Task input
++++++++

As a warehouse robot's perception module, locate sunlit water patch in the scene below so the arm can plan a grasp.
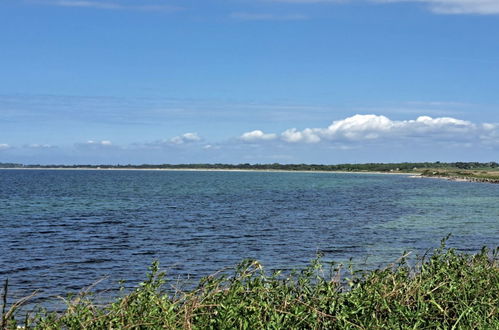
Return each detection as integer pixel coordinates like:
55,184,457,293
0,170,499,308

++++++++

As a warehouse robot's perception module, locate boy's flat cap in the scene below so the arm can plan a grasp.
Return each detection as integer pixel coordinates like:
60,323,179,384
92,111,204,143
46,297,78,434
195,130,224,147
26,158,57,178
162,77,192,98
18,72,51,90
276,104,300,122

++++++++

Written exercise
Pick out each line of the rows above that contains the word "warehouse", and copy those lines.

Complete answer
As a warehouse robot's perception module, locate sunlit water patch in the scene below so the arm can plan a grasp.
As a warehouse robot's perception module, locate boy's flat cap in the scene below so the arm can plan a grasp.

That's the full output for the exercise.